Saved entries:
★ ★ ★ ★
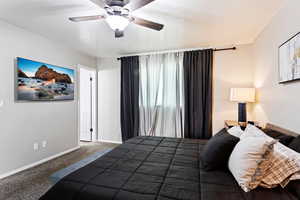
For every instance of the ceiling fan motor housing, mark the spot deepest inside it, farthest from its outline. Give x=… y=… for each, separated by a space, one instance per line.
x=120 y=3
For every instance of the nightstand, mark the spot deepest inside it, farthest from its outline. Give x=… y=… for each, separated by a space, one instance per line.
x=231 y=123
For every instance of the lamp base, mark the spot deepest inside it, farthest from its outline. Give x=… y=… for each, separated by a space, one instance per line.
x=242 y=114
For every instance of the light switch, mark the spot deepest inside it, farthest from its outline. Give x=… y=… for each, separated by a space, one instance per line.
x=44 y=144
x=35 y=146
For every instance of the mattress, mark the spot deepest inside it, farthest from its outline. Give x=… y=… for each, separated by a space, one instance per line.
x=155 y=168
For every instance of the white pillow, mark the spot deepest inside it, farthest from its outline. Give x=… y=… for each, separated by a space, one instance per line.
x=235 y=131
x=249 y=160
x=284 y=162
x=253 y=131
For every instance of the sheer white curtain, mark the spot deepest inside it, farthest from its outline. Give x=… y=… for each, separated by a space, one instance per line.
x=161 y=95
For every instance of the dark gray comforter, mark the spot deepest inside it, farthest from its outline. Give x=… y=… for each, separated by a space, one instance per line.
x=155 y=168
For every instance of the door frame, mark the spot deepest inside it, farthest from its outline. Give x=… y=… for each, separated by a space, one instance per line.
x=95 y=135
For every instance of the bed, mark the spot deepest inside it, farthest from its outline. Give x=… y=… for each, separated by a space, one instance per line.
x=155 y=168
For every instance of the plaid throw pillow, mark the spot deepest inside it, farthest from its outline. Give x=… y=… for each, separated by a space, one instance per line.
x=284 y=164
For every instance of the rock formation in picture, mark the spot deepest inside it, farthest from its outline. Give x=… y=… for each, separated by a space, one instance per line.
x=21 y=74
x=48 y=74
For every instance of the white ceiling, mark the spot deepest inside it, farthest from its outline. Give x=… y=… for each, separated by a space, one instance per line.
x=188 y=24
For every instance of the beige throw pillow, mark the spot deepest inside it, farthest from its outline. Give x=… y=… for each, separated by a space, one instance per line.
x=249 y=160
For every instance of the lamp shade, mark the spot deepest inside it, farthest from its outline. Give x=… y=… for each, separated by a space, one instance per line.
x=242 y=95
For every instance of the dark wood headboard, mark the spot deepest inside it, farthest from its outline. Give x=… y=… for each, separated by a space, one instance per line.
x=281 y=130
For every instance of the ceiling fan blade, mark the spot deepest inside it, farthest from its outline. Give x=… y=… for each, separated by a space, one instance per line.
x=148 y=24
x=119 y=34
x=136 y=4
x=100 y=3
x=86 y=18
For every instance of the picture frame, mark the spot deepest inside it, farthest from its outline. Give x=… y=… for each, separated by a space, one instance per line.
x=289 y=60
x=39 y=81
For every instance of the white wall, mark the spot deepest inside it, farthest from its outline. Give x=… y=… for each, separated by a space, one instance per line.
x=109 y=83
x=22 y=124
x=277 y=103
x=231 y=69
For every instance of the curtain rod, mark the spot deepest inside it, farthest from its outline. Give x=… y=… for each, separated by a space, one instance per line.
x=223 y=49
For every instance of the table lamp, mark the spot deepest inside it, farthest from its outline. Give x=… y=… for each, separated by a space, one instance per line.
x=242 y=96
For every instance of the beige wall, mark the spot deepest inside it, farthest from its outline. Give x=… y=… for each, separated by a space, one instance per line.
x=231 y=69
x=277 y=103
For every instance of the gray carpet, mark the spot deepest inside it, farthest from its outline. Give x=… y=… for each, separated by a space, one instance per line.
x=33 y=183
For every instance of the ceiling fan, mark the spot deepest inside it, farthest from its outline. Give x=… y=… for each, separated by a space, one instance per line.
x=118 y=15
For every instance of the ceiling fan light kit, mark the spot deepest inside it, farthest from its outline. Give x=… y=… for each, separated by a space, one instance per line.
x=117 y=22
x=118 y=15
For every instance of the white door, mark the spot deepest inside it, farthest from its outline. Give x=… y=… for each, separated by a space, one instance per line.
x=87 y=104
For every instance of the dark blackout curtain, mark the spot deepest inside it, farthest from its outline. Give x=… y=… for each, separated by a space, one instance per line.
x=198 y=69
x=129 y=97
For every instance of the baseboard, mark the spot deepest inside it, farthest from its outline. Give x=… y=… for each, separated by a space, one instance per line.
x=37 y=163
x=110 y=141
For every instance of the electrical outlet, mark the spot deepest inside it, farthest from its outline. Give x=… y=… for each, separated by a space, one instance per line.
x=35 y=146
x=44 y=144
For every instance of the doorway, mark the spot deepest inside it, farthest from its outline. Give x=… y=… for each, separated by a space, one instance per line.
x=87 y=104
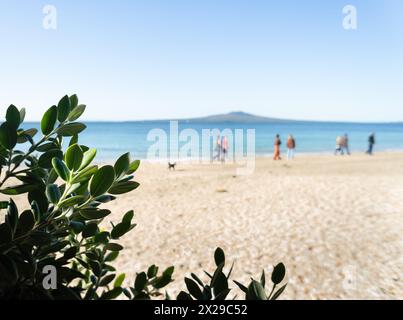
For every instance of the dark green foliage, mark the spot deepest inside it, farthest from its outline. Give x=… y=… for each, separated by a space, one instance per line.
x=218 y=287
x=62 y=227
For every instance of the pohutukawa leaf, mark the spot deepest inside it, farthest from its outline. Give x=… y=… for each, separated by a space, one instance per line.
x=123 y=187
x=89 y=155
x=85 y=174
x=73 y=140
x=141 y=281
x=8 y=136
x=49 y=120
x=16 y=190
x=74 y=157
x=63 y=108
x=72 y=201
x=76 y=113
x=73 y=101
x=26 y=222
x=278 y=273
x=71 y=129
x=94 y=213
x=256 y=291
x=13 y=116
x=122 y=165
x=119 y=280
x=113 y=247
x=45 y=160
x=120 y=230
x=128 y=217
x=22 y=115
x=53 y=193
x=133 y=166
x=61 y=169
x=90 y=230
x=3 y=204
x=219 y=257
x=102 y=180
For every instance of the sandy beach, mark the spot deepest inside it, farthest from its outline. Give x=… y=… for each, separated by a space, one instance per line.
x=335 y=222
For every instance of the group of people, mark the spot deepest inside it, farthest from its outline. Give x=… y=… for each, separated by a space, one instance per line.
x=291 y=145
x=221 y=149
x=342 y=146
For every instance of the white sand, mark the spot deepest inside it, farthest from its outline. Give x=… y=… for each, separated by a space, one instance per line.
x=336 y=223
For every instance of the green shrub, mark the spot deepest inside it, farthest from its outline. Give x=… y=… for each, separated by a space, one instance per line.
x=60 y=233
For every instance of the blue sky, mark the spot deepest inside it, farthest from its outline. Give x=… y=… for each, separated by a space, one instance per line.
x=150 y=59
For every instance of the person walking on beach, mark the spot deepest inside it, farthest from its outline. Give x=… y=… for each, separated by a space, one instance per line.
x=217 y=149
x=346 y=144
x=371 y=142
x=339 y=146
x=224 y=148
x=291 y=147
x=277 y=144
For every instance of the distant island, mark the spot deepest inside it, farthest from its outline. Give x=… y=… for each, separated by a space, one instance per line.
x=237 y=116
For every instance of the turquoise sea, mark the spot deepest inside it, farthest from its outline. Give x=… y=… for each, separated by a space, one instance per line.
x=114 y=138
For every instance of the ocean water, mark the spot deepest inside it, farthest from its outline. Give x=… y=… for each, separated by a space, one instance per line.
x=115 y=138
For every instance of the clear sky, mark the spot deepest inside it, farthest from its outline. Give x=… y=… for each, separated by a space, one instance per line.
x=149 y=59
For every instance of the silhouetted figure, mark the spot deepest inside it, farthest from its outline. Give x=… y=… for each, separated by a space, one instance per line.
x=339 y=146
x=224 y=148
x=217 y=150
x=371 y=142
x=291 y=147
x=277 y=144
x=346 y=144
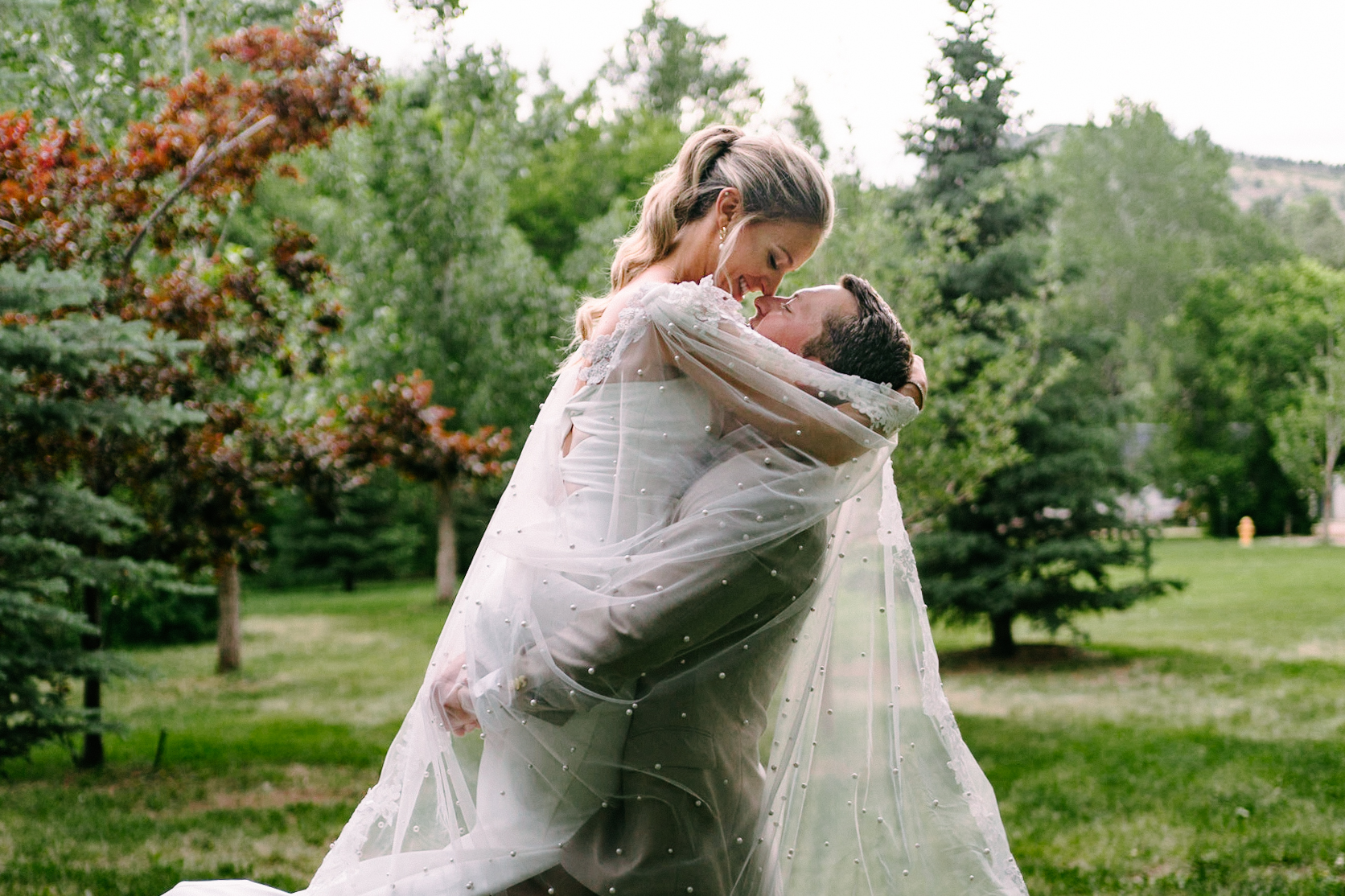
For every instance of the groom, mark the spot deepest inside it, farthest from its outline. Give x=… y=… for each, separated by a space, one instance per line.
x=692 y=779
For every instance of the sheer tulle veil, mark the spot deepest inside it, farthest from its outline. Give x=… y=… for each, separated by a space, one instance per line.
x=696 y=642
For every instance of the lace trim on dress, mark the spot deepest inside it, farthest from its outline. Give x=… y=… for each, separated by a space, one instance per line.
x=598 y=351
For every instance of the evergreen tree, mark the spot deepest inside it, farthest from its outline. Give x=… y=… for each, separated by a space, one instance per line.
x=60 y=542
x=348 y=536
x=1025 y=540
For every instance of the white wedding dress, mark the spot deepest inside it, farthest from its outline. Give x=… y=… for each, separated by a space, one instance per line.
x=716 y=563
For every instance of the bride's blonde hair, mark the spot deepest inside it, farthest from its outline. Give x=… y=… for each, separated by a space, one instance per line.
x=778 y=179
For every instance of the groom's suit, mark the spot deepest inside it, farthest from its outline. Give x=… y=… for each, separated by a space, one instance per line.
x=692 y=775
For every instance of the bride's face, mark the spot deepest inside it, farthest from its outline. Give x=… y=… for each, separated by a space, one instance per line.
x=763 y=253
x=795 y=320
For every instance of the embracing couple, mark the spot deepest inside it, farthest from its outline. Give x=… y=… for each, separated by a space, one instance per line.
x=696 y=599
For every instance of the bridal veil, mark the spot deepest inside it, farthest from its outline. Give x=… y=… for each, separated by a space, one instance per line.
x=696 y=643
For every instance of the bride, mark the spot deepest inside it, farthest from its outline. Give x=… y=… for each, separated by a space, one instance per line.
x=700 y=552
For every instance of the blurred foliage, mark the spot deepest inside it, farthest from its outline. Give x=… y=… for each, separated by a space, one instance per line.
x=1259 y=384
x=61 y=544
x=1312 y=225
x=598 y=151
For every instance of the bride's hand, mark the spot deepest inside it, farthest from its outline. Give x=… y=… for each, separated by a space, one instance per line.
x=916 y=384
x=452 y=690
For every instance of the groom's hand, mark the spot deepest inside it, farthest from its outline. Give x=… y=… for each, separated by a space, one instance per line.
x=452 y=694
x=916 y=384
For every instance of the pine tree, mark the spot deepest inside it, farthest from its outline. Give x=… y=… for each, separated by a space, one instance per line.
x=58 y=540
x=1025 y=540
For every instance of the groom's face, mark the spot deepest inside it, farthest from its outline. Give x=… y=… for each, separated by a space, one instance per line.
x=792 y=322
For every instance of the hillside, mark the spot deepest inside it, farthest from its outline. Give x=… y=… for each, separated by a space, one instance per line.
x=1262 y=178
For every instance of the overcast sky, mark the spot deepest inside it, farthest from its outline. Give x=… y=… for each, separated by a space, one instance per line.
x=1262 y=77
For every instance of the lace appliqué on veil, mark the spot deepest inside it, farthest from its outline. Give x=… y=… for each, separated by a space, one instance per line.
x=704 y=300
x=598 y=353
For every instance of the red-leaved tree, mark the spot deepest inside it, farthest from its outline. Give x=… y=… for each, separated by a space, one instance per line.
x=167 y=187
x=396 y=425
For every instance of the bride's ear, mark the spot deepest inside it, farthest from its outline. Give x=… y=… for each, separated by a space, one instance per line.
x=728 y=206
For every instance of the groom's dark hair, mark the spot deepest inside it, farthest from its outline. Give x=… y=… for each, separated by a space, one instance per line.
x=870 y=343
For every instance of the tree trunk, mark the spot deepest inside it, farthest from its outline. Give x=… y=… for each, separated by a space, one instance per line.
x=93 y=755
x=1328 y=506
x=446 y=560
x=1335 y=428
x=1001 y=635
x=230 y=627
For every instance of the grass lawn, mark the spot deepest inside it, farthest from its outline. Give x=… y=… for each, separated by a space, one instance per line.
x=1195 y=744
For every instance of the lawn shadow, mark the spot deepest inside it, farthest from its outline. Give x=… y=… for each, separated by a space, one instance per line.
x=1033 y=657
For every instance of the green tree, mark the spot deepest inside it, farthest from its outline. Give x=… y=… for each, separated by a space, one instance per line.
x=1021 y=538
x=89 y=60
x=1312 y=225
x=348 y=534
x=413 y=212
x=1142 y=216
x=1259 y=413
x=61 y=545
x=804 y=123
x=594 y=154
x=1243 y=345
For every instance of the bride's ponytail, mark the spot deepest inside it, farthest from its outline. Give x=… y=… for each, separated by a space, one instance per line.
x=778 y=179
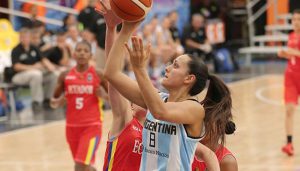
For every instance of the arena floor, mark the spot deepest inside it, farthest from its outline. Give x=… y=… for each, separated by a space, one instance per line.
x=258 y=114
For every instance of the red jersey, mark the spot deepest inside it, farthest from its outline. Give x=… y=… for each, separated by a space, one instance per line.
x=123 y=153
x=221 y=152
x=82 y=102
x=294 y=42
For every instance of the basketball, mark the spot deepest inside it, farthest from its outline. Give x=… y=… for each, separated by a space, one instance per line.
x=131 y=10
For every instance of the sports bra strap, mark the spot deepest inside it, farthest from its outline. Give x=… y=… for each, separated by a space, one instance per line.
x=194 y=100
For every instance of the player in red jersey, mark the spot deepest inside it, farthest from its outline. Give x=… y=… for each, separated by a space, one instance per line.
x=124 y=145
x=291 y=80
x=81 y=86
x=226 y=159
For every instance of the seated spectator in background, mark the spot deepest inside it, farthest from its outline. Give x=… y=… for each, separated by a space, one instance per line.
x=208 y=8
x=194 y=38
x=38 y=42
x=73 y=36
x=68 y=21
x=88 y=14
x=30 y=22
x=29 y=70
x=60 y=55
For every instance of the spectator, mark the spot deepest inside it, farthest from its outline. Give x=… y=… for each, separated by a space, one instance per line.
x=38 y=42
x=194 y=38
x=30 y=22
x=59 y=56
x=209 y=9
x=68 y=21
x=88 y=14
x=173 y=16
x=29 y=70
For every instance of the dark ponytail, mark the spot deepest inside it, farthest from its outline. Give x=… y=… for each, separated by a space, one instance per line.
x=217 y=105
x=230 y=127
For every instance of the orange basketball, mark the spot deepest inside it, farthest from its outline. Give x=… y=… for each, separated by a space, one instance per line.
x=131 y=10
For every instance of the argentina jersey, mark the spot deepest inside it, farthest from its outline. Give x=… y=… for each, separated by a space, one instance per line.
x=166 y=145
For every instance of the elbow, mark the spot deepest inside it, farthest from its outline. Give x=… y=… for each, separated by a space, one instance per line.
x=159 y=114
x=106 y=75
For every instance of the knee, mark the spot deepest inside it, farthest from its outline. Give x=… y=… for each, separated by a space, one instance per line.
x=290 y=109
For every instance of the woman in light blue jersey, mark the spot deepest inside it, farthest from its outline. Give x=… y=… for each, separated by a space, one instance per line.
x=174 y=121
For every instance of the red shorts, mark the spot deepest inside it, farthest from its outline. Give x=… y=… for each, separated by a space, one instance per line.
x=291 y=87
x=83 y=142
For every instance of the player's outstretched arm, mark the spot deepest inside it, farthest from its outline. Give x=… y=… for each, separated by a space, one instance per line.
x=120 y=106
x=58 y=100
x=113 y=68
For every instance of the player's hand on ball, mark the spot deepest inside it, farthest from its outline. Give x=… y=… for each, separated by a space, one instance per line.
x=111 y=19
x=139 y=54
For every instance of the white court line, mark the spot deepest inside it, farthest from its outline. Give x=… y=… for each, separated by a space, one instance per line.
x=268 y=166
x=21 y=130
x=37 y=163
★ ★ ★ ★
Required task:
Rewrite the entries starting at the line containing "For every instance of the groom's suit, mark" and ending at the line containing "x=692 y=775", replacing "groom's suit" with "groom's jacket" and leaving everything else unchanged.

Solution to this problem:
For every instance of the groom's jacket, mark the spot deepest inside it, farthest from its outline. Give x=… y=… for each, separated by a space, one instance per line.
x=692 y=775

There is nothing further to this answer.